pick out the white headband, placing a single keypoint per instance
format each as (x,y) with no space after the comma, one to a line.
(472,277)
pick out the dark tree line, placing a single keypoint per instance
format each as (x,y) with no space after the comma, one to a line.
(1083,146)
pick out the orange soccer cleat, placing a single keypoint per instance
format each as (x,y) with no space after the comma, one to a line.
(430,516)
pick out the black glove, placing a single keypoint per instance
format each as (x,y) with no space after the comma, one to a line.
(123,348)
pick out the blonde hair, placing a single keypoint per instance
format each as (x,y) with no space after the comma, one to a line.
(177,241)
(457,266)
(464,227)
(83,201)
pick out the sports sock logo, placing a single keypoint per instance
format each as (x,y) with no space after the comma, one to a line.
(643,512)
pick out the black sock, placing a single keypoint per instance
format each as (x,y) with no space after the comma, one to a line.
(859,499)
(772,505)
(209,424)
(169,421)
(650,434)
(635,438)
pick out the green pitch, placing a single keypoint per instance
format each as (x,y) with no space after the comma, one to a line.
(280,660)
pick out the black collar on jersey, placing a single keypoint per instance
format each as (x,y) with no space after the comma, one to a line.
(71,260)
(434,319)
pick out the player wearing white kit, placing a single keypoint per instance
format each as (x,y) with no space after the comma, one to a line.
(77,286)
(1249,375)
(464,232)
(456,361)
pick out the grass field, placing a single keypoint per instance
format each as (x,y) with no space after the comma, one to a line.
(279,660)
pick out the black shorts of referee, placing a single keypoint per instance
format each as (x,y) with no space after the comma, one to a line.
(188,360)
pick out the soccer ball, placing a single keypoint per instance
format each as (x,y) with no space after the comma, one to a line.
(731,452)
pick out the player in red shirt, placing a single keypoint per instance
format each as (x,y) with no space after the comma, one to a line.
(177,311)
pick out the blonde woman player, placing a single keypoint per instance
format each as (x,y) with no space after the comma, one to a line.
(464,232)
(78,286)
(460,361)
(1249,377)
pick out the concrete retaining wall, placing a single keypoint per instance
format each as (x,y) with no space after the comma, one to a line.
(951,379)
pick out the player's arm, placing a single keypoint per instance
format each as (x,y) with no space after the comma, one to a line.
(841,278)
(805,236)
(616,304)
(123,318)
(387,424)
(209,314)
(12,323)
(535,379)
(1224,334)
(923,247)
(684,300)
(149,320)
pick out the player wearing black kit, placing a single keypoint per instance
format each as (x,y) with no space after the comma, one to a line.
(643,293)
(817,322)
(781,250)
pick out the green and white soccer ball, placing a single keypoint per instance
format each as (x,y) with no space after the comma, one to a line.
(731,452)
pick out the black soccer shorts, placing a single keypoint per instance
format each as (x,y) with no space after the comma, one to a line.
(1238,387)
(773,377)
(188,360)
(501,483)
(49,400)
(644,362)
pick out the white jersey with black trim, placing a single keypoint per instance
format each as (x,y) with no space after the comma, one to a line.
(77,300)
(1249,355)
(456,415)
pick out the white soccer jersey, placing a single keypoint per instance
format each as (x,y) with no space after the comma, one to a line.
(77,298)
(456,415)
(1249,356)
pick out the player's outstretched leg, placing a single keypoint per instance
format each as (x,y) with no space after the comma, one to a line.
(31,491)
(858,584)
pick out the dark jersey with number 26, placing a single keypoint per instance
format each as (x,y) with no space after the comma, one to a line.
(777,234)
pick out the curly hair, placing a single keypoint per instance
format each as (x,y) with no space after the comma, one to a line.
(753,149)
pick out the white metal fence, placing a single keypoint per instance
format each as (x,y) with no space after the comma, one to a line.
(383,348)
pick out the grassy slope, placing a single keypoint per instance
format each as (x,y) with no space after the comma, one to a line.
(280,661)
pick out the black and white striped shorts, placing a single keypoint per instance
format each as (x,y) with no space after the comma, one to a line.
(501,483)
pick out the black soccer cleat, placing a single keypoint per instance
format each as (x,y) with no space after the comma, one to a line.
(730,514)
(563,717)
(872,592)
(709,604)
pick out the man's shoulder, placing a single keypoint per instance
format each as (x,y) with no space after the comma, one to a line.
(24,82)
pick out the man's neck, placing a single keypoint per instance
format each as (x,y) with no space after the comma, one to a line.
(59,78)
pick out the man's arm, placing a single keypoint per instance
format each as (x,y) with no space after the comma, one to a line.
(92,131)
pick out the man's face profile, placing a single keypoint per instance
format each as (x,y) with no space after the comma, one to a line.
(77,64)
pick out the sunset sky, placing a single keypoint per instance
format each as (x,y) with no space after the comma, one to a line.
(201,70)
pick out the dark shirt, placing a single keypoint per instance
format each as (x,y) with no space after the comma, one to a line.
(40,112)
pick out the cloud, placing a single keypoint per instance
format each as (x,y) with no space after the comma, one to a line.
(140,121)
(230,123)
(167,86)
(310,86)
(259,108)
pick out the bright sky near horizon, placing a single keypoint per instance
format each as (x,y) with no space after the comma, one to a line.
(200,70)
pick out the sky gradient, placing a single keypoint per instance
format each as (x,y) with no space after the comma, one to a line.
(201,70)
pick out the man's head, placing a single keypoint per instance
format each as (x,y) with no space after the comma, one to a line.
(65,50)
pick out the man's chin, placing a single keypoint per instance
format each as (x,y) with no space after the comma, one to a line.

---+---

## [Exercise goal]
Reproduce all the items above, substituting "mark" for every "pick out" and leaving everything else unchanged.

## [Answer]
mark the white headband, placing a single keypoint per instance
format each as (x,y) with no space after the comma, one to a line.
(472,277)
mark the dark tree line, placing a single keypoint per instance
format each as (x,y) with no space after the comma, one to a line.
(1083,146)
mark the orange soccer cleat, placing a single keypoint per instance
format each as (x,y) with no space after the comma, one to a line.
(430,516)
mark the black glove, placing a single keypoint per instance
format each as (x,y) with no space after the comma, one to a line.
(123,348)
mark the blonde hair, placing a single keypoint per instance
format each as (x,y) with no space after the comma, one to a line.
(177,241)
(457,266)
(464,227)
(83,201)
mark the sports sock logo, placing a single keypoint per instance
format each as (x,y) with no space after the comma, one to a line.
(643,512)
mark the black sock, placing a single keypoint per instance
format each as (x,y) with no space after the comma, one to a line.
(859,499)
(772,505)
(209,424)
(169,421)
(650,434)
(635,438)
mark the green pitch, placing a single keypoint per instance
format each as (x,y) with no space after the comma, one to a line.
(280,660)
mark the black collar on jersey, placing a single keypoint per instance
format each as (x,y) with no space after the comma, one to a line.
(71,260)
(434,319)
mark the player wearing white kit, placing a single keypoint per instance
format each as (x,y) with no space after the comma, one to a line.
(77,286)
(1249,375)
(464,232)
(456,361)
mark the grass field, placing a single keypoint per instance
format each as (x,y) with no space after the comma, one to a line.
(279,660)
mark the black shorts of referee, placing a single keypoint per instance
format each as (x,y) with no space after the comma, one to a line.
(188,360)
mark the soccer ball, placing a single keypoint per instance
format each as (x,y) with no space after the comma, one to a line.
(731,452)
mark the player in red shirt, placing a single keypoint per instance
format each as (x,y) with no space after the comma, one to a line.
(177,311)
mark the blonde woman player, placing a single keypoint per instance
format each as (x,y) with no space after the comma, one to a line.
(464,232)
(78,286)
(460,361)
(1249,377)
mark the concrete retaining wall, placing a single keypoint per instance
format each as (x,y) with no space after the comma, one to a line.
(951,379)
mark the player's arm, placing a single keypoint per instance
format each as (x,y) with no space after the comma, one to a line.
(841,278)
(805,236)
(616,304)
(123,318)
(387,424)
(209,314)
(12,323)
(535,379)
(1224,334)
(923,247)
(684,300)
(149,320)
mark the player wearing black kit, placing a single keypoint per instance
format each as (x,y) with no space after the comma, one to a line.
(643,293)
(817,322)
(781,250)
mark the green and white soccer ball, placing a single keypoint per instance
format each as (x,y) with no space after the comma, one to a line.
(731,452)
mark the black soccer shorts, placing a single keypoint per instance
format each as (x,y) with no space after the comma, one to a line.
(1238,387)
(773,377)
(188,360)
(501,483)
(49,400)
(644,362)
mark the white jersey with black trim, placing a single keypoint per instance
format each as (x,y) with no space after the comma, one to a line.
(77,300)
(1249,355)
(456,415)
mark the white soccer jersey, placing a single keypoint per instance
format each as (x,y) with no space after the comma, one to a line.
(77,298)
(456,415)
(1249,356)
mark the player's outstretched leg, placing a single keypoint per instance
format each as (x,y) with no space after the comma, one to a line.
(31,491)
(858,584)
mark the dark jersey with number 26, placing a single keypoint per instance
format each as (x,y) with no space after the comma, one to a line.
(777,234)
mark the curly hair, placing a single keypoint per instance
format each as (x,y) with no space after the comma, one to a line.
(753,149)
mark the white metal fence, placing a single keypoint per instance
format each as (x,y) with no space after the comma, one to a line.
(383,348)
mark the grassy slope, placing a single keypoint per instance
format each as (x,y) with no space after the comma, one to a line.
(280,661)
mark the black and white striped shorts, placing a single keypoint per instance
format each as (x,y) with no space after the comma, one to a line.
(501,483)
mark the black soccer cleat, placing a single keypoint per instance
format each as (x,y) with no space after the comma, one to a line.
(730,514)
(563,717)
(872,592)
(709,604)
mark the man's shoulder, placing a single keypoint per instance
format each as (x,y) with no space after the comma, one to a line.
(24,82)
mark the man's neck, placing a single keypoint per instance
format each as (x,y) with no space after the comma, one to a line.
(59,78)
mark the man's arm, placing a single keypoint per instance
format each as (x,y) with no space after the comma, one to a line.
(92,131)
mark the man's face profile, placing a single keypoint per instance
format each as (x,y) with no space after the comma, one to a line.
(77,64)
mark the sunset sky, placing a single keypoint per instance
format each as (x,y) with no space after the comma, one to a line.
(201,70)
mark the dark shirt, placing a single keypoint per instance
format each as (x,y) with no space after the comma, one to a line.
(40,112)
mark the cloud, placing a single keypoint per instance
format each as (x,y) with no space after the comma, one to a line.
(140,121)
(230,123)
(167,86)
(310,86)
(259,108)
mark the bright sky near horizon, placing a single keypoint per instance
format each as (x,y) with no space after the comma, one to a line.
(200,70)
mark the sky gradient, placing a single keypoint per instance
format each as (x,y) with no space after the comma, one to a line.
(201,70)
mark the man's head, placing a single keypoint per instance
format each as (x,y) with no space after the comma, one to a line.
(65,50)
mark the man's chin, placing a single keypoint per instance
format each as (x,y) with no space after the comma, one to a line.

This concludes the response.